> **BRIEF**
Please write out exactly the lines of the data below from the line holding "Where can the knit" through the line holding "Where can the woman", and leave out the rest.

:: MATERIAL FOR THIS TASK ::

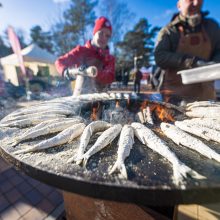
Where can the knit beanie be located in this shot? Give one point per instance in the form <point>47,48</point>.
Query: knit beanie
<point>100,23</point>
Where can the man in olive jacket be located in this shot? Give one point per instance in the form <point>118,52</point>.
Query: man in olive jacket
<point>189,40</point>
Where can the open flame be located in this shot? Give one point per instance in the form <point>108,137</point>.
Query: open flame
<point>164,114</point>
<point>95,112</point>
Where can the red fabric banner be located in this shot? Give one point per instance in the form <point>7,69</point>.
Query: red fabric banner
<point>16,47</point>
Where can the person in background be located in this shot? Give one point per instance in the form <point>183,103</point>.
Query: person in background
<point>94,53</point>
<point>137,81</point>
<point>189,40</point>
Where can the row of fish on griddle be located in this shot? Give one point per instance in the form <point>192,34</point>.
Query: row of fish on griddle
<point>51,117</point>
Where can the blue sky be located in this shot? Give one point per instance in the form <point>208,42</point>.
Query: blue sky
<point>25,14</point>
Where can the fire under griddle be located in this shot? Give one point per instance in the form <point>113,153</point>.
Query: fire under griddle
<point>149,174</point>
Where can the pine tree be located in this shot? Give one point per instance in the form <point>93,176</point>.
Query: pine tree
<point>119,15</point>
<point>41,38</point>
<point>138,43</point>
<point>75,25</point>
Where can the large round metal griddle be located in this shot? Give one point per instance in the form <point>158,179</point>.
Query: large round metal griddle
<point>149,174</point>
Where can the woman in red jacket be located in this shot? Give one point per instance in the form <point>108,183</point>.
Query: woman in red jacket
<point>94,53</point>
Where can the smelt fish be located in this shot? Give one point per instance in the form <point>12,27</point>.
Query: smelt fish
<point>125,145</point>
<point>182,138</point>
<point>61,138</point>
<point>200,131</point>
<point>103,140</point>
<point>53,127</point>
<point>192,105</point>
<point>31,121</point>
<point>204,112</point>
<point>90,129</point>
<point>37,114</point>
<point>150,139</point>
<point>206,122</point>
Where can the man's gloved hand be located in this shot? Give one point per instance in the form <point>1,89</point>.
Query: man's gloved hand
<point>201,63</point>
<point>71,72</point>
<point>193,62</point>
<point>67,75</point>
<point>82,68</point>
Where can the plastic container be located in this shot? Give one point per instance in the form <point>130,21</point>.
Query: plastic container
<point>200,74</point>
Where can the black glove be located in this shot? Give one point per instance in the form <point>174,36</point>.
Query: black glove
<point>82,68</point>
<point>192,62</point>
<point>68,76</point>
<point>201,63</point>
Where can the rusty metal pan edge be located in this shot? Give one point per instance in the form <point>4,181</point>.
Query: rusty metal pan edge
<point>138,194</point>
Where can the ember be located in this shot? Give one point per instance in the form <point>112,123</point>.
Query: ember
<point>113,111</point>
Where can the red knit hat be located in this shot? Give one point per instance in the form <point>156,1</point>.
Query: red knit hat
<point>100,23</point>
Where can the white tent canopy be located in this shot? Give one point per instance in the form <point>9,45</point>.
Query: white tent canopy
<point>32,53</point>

:::
:: MATERIAL FOR THIS TASK ::

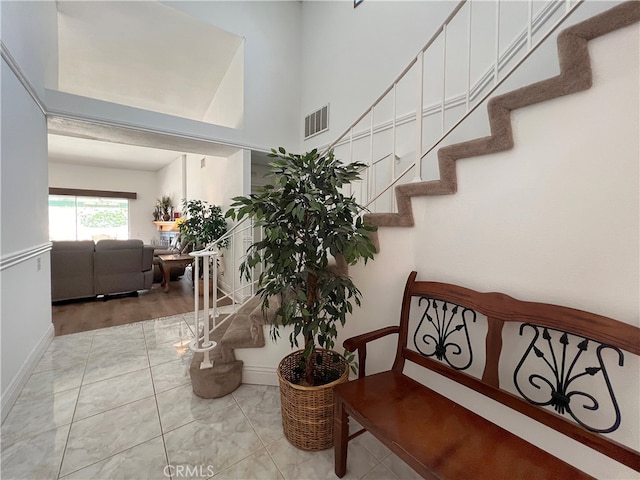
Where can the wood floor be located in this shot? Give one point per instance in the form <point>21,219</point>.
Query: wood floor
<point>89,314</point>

:::
:: MATERIAL FOR THIS TASK ::

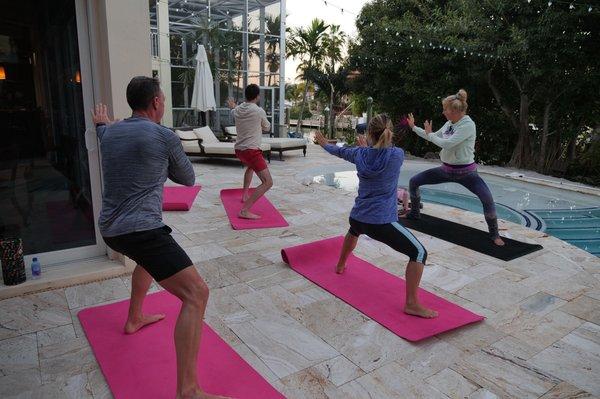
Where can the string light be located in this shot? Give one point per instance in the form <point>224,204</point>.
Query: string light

:::

> **TASK RESULT**
Where can the knit beanie be located in this shot? Give one point per instance in the form <point>47,48</point>.
Query: knit beanie
<point>100,23</point>
Where can the man in olive jacket be located in this shot? Give one point per instance in the form <point>118,52</point>.
Query: man in olive jacket
<point>189,40</point>
Where can the open flame be located in this shot? Give one point per instance in the form <point>108,137</point>.
Query: open flame
<point>164,114</point>
<point>95,112</point>
Where can the red fabric banner be located in this shot? Give one point per instance in the form <point>7,69</point>.
Query: red fabric banner
<point>16,47</point>
Where can the person in background be located in this shot? Give one point per instance in the form <point>183,103</point>.
Query: person in background
<point>94,53</point>
<point>137,81</point>
<point>189,40</point>
Where can the row of fish on griddle be located in this shot? Give one point per instance in the form <point>192,34</point>.
Query: row of fish on griddle
<point>51,117</point>
Where can the blue sky be located in this shot? Give one point per instance in the form <point>208,42</point>.
Query: blue sky
<point>25,14</point>
Where can the fire under griddle be located in this shot? Give one point per instance in the form <point>113,153</point>.
Query: fire under griddle
<point>149,174</point>
Where can the pine tree be located in this shot? Give one point per instance in the form <point>93,176</point>.
Query: pine tree
<point>119,15</point>
<point>41,38</point>
<point>138,43</point>
<point>75,25</point>
Where can the large round metal griddle be located in this shot? Give one point per instance in the form <point>158,179</point>.
Query: large round metal griddle
<point>149,174</point>
Where can the woman in red jacket be located in this shot? Give one point per instance in the form <point>108,183</point>.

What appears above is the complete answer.